Selection:
** begin **

Everybody's Gotta Learn Sometimes

Life Spent yesterday in Belfast and actually doing that as a day trip wasn't as daffy an idea as it might sound considering that I was flying there and it's on a different bit of land to Liverpool. I approached the visit in the same way I do a museum or art gallery. I picked a couple of things I knew I wanted to do and stuck to those. That way I wouldn't be disappointed that I hadn't crammed everything in, and I'd have a reason to return because something would be new.

Inevitably that meant my first adventure was the red City Sightseeing bus. Although I know the best way to see any city is grabbing a map from the tourist information centre and walking, when there's only a limited time these are a great way of seeing the great span of the place in a short space of time. This took an hour and a half and featured one of the best live tour guides I've ever heard.

The tour takes in all of the main areas of Belfast and not just the city centre, which means that you get to see and listen to the history as well as the culture. Some of these red bus tours have a recorded guide which is fine, but can't really react to anything which is happening on the day. The live guide usually brings their own personality to the work. In Chester, that leads to a hard line to all of the duff new architecture which is being thrown up. In Belfast, you get politics and religion. Both with capital first letters.

The guide talked about the various political parties, paramilitary organisations and terrorist groups. About how there was a new one called 'I can't believe its not the Eye Are Aye...' As we drive up the Shankhill Road, stopping now and then at the world famous murals, he points out that the KFC have nothing to do with the UDF or any of the others, even though there seems to be a colonel in charge. He brings to our attention the British listening posts and the bullet proof CCtv cameras. On the Falls Road, diatribing about the evil of the wall which seperates the two most volatile groups and areas. About how the country hasn't been run from a parliament for two and a half years. About the infamous bank robbery and who might have been involved. It's a hair-raising time, but as he underlines, as we make a drop off stop on the Shankhill, tourism has replaced terrorism and that we're all sitting on an open top bus.

Belfast city is experiencing a period of investment and growth. The derelict or bombed out buildings are being demolished or refurbished. There is a real buzz about the place, a sense of moving forward, trying to put the past behind. The bus pushed through the shipyards, now piles of rubble or waste ground and I sensed that this must have been what it was like in Cardiff Bay before that was remodelled into the future. There is even a newish ice rink and ice hockey team, called the Belfast Giants. As the guide explained it's a good thing they didn't go with the original choice, the Belfast Bombers (true story).

** end **

Provided information:
** begin **

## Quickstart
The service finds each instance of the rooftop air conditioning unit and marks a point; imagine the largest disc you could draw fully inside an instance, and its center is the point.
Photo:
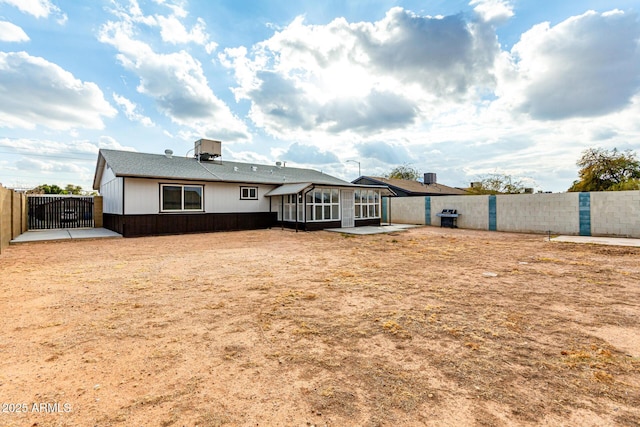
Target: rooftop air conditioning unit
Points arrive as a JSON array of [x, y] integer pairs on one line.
[[207, 149]]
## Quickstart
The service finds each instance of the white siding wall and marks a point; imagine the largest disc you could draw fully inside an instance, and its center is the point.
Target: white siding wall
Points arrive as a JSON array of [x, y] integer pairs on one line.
[[142, 196], [111, 192], [225, 198]]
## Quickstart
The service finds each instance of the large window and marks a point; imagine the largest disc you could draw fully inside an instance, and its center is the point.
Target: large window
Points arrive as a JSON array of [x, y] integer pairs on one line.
[[367, 204], [323, 204], [177, 198], [248, 193], [289, 210]]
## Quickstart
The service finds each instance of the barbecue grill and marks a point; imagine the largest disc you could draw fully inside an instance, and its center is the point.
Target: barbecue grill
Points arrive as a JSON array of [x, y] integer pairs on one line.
[[448, 218]]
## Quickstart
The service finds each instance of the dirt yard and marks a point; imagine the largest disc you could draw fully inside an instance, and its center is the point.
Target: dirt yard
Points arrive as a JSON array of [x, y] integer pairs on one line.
[[275, 328]]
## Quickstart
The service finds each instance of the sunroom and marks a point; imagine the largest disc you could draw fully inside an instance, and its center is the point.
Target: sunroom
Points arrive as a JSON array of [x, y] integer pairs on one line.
[[309, 207]]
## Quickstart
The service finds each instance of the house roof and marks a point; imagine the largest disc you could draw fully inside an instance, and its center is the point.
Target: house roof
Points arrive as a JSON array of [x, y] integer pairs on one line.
[[414, 187], [143, 165], [285, 189]]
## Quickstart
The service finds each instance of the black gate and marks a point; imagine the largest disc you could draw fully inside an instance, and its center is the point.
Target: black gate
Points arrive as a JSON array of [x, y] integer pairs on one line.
[[58, 211]]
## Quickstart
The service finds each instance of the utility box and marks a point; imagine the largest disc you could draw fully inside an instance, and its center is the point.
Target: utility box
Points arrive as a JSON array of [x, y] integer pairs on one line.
[[208, 148]]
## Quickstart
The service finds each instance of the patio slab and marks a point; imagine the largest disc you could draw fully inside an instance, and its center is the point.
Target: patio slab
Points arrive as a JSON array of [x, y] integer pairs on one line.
[[392, 228], [65, 234]]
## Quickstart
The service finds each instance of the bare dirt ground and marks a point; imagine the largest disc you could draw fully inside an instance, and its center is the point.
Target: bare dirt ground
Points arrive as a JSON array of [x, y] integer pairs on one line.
[[429, 327]]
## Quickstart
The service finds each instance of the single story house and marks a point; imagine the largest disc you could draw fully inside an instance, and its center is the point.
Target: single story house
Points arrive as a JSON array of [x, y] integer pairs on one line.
[[152, 194], [406, 188]]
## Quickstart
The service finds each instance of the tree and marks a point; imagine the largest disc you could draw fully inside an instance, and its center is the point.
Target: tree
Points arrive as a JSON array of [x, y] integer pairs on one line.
[[497, 183], [404, 172], [54, 189], [604, 170]]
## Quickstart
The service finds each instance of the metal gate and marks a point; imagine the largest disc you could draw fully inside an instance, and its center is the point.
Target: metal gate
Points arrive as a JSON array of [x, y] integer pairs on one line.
[[59, 211]]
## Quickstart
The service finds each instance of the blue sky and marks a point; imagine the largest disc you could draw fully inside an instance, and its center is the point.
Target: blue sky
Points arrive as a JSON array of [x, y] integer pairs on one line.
[[459, 88]]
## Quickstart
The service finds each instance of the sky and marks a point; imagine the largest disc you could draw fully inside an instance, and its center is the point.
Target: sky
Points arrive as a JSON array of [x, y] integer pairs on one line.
[[462, 89]]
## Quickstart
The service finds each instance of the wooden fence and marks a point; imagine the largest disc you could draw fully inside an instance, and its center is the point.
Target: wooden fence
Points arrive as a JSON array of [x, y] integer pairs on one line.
[[13, 216]]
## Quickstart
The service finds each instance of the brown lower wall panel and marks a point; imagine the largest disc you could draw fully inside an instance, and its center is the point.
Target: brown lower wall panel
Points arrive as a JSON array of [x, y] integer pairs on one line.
[[150, 225], [371, 222]]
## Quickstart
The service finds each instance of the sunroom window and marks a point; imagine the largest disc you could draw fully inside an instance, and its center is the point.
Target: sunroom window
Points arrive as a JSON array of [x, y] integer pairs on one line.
[[367, 204], [323, 204]]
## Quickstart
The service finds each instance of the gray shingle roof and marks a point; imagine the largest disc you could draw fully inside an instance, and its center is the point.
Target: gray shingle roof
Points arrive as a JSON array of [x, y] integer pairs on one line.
[[134, 164]]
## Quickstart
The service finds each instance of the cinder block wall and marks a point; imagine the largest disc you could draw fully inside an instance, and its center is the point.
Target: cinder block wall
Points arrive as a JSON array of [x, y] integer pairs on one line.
[[615, 213], [539, 213], [5, 217], [407, 210]]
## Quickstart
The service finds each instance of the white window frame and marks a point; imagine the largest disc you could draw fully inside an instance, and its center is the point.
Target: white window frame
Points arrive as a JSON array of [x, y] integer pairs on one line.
[[367, 203], [182, 204], [323, 201], [248, 195]]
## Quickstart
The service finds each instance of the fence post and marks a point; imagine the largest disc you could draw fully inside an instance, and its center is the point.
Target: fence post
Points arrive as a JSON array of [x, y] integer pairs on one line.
[[97, 212]]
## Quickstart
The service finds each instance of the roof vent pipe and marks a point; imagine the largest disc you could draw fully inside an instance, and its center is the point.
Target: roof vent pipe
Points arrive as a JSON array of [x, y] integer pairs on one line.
[[430, 178]]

** end **

Actions to take:
(a) List every place name that appears in the Belfast day-trip account, giving each one only once.
(b) Write the next part of the Belfast day-trip account, picking up after its final sentence.

Answers by task:
(a) Belfast, Liverpool, Chester, Shankhill Road, Falls Road, Cardiff Bay

(b)
From there, after a brief stop over at the BBC Shop (who knew they existed?) to buy all of the available Hitchhiker's Guide To The Galaxy radio series on cd at startlingly cheap prices, I visited what seemed to be the next favourite tourist attraction, the City Hall. Almost as though the place had been designed by an idealist playing the Sim City computer game, this is directly in the centre of town, a giant, ornate, white building in Portland Stone. There are free tours of the inside. Having been to Liverpool Town Hall fairly recently, I wasn't shocked to find one Municipal Building looking very much like another. The only difference here is scale. From a giant domed ceiling designed as a homage to the Whispering Gallery at St Paul's Cathedral to a Great Hall were the carpet so large it's easier to cover it with a specially designed dance floor during gatherings than rolling it back up again. Needless to say there is now a photo waiting to be developed of me trying to look authoritative while sitting in the Lord Mayor's chair (look -- I was invited).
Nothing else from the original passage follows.